# Exercise objective
Return the stretch of lines from the start of the records through the line containing "column 595, row 402", copied verbatim, with both ends included. Leave the pictures out of your answer.

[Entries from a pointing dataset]
********
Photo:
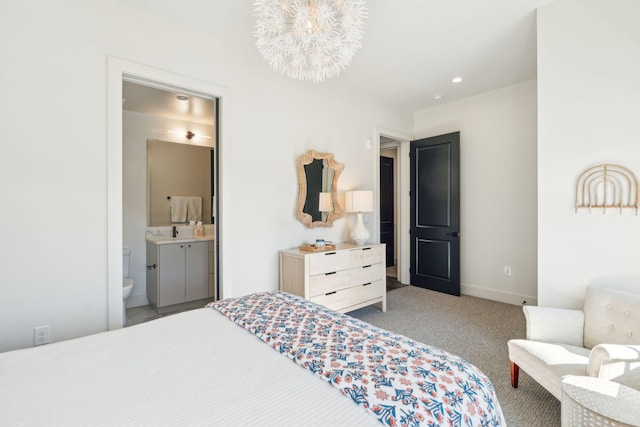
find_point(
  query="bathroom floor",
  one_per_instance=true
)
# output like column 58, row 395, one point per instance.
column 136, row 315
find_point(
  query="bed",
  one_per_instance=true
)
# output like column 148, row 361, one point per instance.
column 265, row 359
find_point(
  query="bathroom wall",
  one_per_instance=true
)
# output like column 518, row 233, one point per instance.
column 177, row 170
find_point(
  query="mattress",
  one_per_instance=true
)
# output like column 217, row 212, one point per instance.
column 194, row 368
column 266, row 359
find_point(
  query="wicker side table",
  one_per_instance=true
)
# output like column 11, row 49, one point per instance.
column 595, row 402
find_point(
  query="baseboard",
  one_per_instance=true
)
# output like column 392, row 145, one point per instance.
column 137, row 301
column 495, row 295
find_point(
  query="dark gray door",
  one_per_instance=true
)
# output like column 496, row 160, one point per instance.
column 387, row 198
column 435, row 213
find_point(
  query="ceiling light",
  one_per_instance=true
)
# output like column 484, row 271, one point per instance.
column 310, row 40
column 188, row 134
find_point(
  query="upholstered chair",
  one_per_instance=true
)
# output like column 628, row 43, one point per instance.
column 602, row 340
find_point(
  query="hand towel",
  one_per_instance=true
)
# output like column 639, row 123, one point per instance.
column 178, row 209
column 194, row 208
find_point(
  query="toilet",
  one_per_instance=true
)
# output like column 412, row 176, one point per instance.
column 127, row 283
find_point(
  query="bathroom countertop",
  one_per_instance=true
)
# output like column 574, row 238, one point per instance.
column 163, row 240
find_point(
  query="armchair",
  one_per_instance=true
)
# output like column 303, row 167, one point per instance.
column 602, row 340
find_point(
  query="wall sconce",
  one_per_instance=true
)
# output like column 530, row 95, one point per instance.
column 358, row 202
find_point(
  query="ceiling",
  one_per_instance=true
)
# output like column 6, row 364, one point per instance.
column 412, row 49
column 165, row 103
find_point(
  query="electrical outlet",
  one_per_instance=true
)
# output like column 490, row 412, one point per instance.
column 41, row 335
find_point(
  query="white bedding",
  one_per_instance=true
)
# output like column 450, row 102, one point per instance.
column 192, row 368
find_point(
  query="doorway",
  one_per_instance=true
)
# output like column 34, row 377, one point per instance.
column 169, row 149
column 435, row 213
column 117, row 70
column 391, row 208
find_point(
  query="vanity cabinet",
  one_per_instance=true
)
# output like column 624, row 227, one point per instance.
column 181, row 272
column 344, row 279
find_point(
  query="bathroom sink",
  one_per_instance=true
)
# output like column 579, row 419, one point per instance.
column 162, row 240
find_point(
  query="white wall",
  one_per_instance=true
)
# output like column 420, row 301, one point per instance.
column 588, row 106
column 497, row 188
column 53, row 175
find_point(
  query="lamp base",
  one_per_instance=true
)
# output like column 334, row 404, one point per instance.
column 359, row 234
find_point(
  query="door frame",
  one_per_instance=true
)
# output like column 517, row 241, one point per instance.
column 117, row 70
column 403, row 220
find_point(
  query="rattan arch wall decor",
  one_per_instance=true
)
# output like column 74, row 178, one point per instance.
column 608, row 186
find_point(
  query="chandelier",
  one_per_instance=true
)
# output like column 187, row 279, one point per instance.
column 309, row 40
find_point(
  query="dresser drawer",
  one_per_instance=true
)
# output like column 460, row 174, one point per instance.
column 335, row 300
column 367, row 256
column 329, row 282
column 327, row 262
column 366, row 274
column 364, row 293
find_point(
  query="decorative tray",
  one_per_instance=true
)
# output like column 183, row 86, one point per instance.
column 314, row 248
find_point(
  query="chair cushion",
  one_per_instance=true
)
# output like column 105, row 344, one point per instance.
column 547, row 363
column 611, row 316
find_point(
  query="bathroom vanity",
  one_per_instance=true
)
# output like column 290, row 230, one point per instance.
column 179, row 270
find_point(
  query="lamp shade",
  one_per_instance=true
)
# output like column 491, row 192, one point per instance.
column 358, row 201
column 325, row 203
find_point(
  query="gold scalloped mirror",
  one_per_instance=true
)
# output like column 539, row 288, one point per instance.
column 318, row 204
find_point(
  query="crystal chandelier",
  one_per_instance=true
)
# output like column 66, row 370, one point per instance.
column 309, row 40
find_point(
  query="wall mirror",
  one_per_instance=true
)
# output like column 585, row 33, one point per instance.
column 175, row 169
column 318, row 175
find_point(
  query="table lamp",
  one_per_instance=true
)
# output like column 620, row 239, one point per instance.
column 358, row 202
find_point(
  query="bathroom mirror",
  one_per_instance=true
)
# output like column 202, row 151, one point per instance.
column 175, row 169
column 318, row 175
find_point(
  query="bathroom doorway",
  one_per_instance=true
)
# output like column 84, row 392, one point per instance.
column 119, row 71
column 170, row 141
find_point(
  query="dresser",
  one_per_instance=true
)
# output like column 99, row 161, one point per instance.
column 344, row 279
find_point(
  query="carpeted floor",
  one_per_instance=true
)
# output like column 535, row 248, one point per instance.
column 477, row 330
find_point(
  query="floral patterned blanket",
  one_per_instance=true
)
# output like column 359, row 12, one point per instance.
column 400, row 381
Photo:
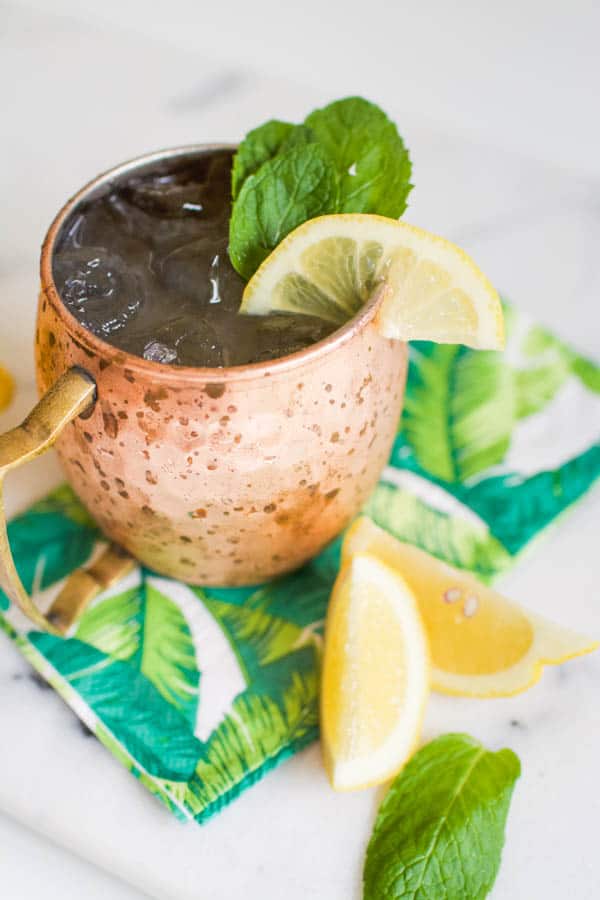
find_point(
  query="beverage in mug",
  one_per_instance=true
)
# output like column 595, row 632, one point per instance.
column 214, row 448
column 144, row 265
********
# Task solution
Photo:
find_point(
  query="bathroom floor",
  one_per_instance=true
)
# output like column 58, row 395, one point per instance.
column 136, row 315
find_point(
  query="bed",
  one_per_instance=true
)
# output like column 148, row 361, one point per instance.
column 265, row 359
find_point(
  query="bathroom wall",
  one_per_instance=true
)
# output like column 518, row 233, one point per instance.
column 177, row 170
find_point(
  query="mattress",
  one_per_instance=true
)
# output like column 217, row 212, one point per instance.
column 194, row 368
column 266, row 359
find_point(
  query="wicker side table",
  one_per_instance=true
)
# output like column 11, row 49, one point per instance.
column 595, row 402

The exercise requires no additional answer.